Aim: Extract every line of the material below and reproduce each one word for word, in the same order.

Extracted records:

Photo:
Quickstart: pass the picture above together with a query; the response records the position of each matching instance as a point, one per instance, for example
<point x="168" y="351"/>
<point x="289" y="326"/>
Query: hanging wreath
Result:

Response for this exercise:
Photo:
Quickstart: pass the picture above together with a query; the response records the position of each matching instance as a point, one per instance, for example
<point x="168" y="351"/>
<point x="289" y="326"/>
Query: hanging wreath
Result:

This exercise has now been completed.